- Goal:
Pick out every line in the region labeling records below that contains the word "brown", and copy each one. Case counts.

*** Data excerpts

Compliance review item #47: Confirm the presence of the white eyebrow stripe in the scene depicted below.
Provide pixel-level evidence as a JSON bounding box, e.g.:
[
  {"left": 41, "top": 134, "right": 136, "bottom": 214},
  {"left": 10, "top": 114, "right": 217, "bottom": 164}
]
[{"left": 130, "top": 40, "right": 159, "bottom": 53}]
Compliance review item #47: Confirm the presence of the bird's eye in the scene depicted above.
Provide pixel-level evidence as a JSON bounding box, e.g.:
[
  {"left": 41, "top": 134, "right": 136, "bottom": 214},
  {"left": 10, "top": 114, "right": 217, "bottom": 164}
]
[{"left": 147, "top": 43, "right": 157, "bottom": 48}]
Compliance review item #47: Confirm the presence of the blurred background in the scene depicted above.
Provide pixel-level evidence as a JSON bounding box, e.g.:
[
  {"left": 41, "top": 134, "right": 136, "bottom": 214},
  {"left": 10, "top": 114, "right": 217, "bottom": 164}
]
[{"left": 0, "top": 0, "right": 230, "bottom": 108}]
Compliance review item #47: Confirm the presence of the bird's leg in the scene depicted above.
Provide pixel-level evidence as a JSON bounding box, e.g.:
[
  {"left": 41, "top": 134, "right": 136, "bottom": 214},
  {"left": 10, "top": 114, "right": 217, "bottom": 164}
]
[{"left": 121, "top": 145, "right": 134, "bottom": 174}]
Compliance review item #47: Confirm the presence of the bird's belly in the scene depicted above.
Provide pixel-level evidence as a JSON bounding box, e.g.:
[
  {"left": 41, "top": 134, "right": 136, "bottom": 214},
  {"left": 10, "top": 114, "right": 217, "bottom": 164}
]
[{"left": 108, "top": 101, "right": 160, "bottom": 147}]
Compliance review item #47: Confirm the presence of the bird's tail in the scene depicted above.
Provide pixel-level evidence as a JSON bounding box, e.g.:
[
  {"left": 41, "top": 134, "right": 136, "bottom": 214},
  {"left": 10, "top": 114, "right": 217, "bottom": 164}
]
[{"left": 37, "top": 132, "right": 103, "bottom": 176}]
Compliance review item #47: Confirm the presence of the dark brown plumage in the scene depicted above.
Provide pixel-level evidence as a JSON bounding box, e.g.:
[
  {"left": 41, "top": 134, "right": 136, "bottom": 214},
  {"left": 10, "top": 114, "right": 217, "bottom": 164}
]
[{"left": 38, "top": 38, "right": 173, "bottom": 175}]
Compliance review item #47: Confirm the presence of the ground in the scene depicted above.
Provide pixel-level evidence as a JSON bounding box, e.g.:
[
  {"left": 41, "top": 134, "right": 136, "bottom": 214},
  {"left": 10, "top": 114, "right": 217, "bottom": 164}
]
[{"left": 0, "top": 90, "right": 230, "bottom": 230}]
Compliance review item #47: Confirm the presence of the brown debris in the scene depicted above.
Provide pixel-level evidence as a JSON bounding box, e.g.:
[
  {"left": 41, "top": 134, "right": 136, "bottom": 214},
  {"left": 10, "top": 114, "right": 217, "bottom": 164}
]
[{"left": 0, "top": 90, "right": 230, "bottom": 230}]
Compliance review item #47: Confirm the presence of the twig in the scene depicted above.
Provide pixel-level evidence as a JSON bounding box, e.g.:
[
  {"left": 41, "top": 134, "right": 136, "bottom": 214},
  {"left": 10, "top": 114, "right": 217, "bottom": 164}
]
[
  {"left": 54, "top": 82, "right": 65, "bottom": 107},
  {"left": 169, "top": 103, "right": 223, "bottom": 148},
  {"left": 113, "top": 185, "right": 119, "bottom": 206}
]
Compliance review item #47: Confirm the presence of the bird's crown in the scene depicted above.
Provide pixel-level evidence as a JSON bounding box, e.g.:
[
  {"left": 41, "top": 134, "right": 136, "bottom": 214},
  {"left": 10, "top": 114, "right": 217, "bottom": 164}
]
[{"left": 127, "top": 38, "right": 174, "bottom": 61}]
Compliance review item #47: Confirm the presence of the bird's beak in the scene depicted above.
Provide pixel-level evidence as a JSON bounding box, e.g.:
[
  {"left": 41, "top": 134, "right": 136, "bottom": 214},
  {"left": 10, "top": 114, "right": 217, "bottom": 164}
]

******

- Exercise output:
Compliance review item #47: Confirm the presence of the dark brown plumage in the scene depicted above.
Compliance review item #47: Confirm the presence of the brown debris in the scene depicted above.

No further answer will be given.